**TASKS TO CARRY OUT**
1 > Return the stretch of the Faustina II entry from "Reared in the" through "Roman Empire (147–176).", word for word.
2 > Answer these from the Faustina II entry:
(a) Who were Faustina II's parents?
(b) What title did the Senate give her in 147?
(c) In what year did she accompany Marcus to war?
3 > Extend the entry on the Roman empress Faustina II, starting after its final sentence.

Faustina II (130–175 CE)
Faustina II (130–175 CE)
Faustina II (130–175 ce)
Roman empress and wife of Marcus Aurelius. Name variations: Annia Galeria Faustina; Faustina Minor; Faustina the Younger; (Greek) Faustina Nea (Faustina the Younger); titled Augusta (Revered), Pia (Pious), Mater Castrorum (Mother of the Camp), and, after her death, Diva (Deified). Pronunciation: Fow-STEEN-ah. Born in 130 ce; died in 175 ce in Halala, later renamed Faustinopolis, in Asia Minor; daughter of the Roman emperor Antoninus Pius (r. 138–161) and Faustina I (c. 90–141 ce); married her cousin Marcus Annius Verus, later the emperor Marcus Aurelius (r. 161–180), in 145; children—14:Domitia Faustina (b. 147); the twins T. Aurelius Antoninus and T. Aelius Aurelius (b. 149); Lucilla (Annia Aurelia Galeria Lucilla, b. 150); Faustina III (Annia Aurelia Galeria Faustina, b. 151), T. Aelius Antoninus (b. 152); Fadilla (Arria Fadilla, b. 159);Cornificia (b. 160); her second set of twins T. Aurelius Fulvus (also called Antoninus) and the future emperor L. Aurelius Commodus (b. August 31, 161); M. Annius Verus (b. 162); Hadrianus (date of birth unknown);Vibia Aurelia Sabina (b. 166); and an unnamed son (date of birth unknown).
Reared in the imperial household (138–145 ce); betrothed in childhood to Lucius Aurelius Commodus (later the co-emperor Verus) but married Marcus Aurelius (April 145); given the title Augusta by the Senate (147); gave birth to 14 children (147–166); accompanied Marcus to war (174); implicated in the revolt of Avidius Cassius (174); died in Halala, later renamed Faustinopolis, in Asia Minor while accompanying Marcus on campaign, and deified by the Senate (175); commemorated on scores of surviving inscriptions, coin-issues, and statues throughout the Roman Empire (147–176).

**DATA LINES**
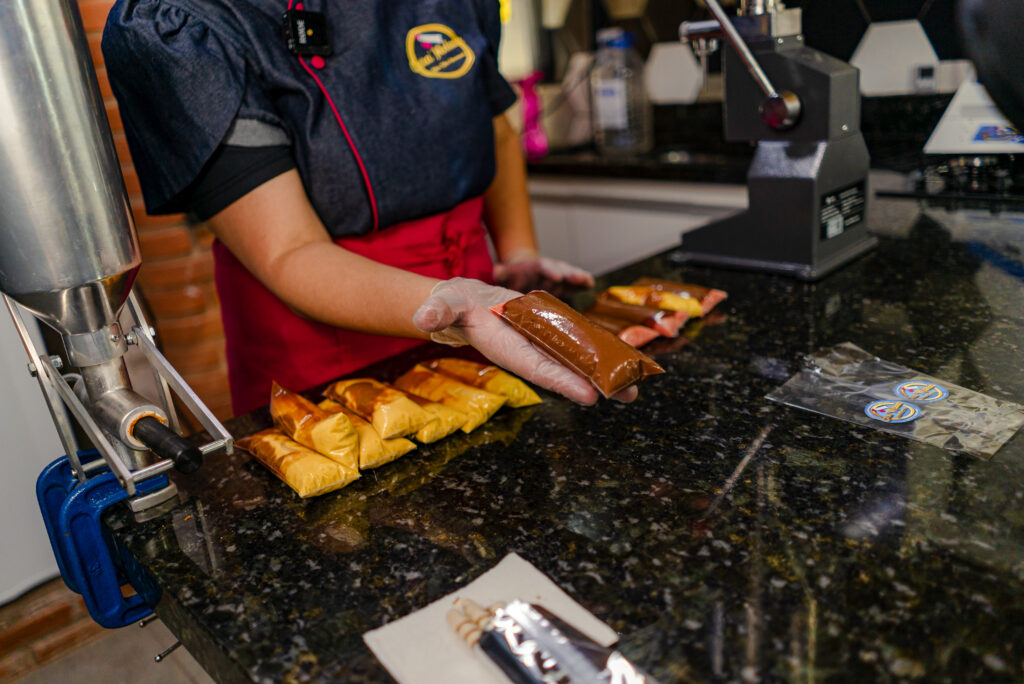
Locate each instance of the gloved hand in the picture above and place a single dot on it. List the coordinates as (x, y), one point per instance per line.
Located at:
(458, 312)
(525, 270)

**RESPONSE LIST**
1 >
Reared in the imperial household (138–145 ce); betrothed in childhood to Lucius Aurelius Commodus (later the co-emperor Verus) but married Marcus Aurelius (April 145); given the title Augusta by the Senate (147); gave birth to 14 children (147–166); accompanied Marcus to war (174); implicated in the revolt of Avidius Cassius (174); died in Halala, later renamed Faustinopolis, in Asia Minor while accompanying Marcus on campaign, and deified by the Senate (175); commemorated on scores of surviving inscriptions, coin-issues, and statues throughout the Roman Empire (147–176).

2 >
(a) The Roman emperor Antoninus Pius and Faustina I
(b) Augusta
(c) 174

3 >
Faustina II was born in 130 ce to Faustina I and T. Aurelius Fulvus Boionus Antoninus, the future emperor Antoninus Pius, during the reign of Hadrian. She had two older brothers who died in infancy and an older sister, Aurelia Fadilla , who married but died sometime before 138.
Faustina II lived during a historical moment of stability in the political superstructure of the Roman Empire. Civil wars and the ravages of so-called bad emperors had taught the upper classes in Roman society to look for a smooth and orderly succession to the throne. There was a concerted attempt by ruling circles in Rome in the late 1st and early 2nd centuries to peacefully manage the transfer of imperial power. As part of this effort, the emperor Hadrian first adopted Aelius Verus as his coruler, presumably with the intention that he would succeed him as effortlessly as Hadrian had succeeded his predecessor Trajan. After Aelius Verus' inconvenient death Hadrian adopted Faustina's father, Antoninus Pius, who simultaneously adopted Marcus Aurelius. As a result, the young Faustina was destined to play a part in the dynastic plans of Hadrian. Hadrian betrothed her to Aelius Verus' son, Lucius Verus, under the assumption that the younger Verus would eventually govern the empire. After Hadrian's death, her father betrothed her to Marcus, "because," as the anonymous Augustan History (Life of Verus 2. 3) says, "… Verus seemed too young."
All we can hazard about her childhood is that she was raised from her earliest years to be an empress; she must have been aware of the role for which Hadrian and Pius had cast her. At age 15, Faustina married the 24-year-old Marcus in what the Augustan History describes as a "most famous celeberrimas" (wedding celebration), complete with a bonus to the army (Life of Antoninus Pius 10. 3).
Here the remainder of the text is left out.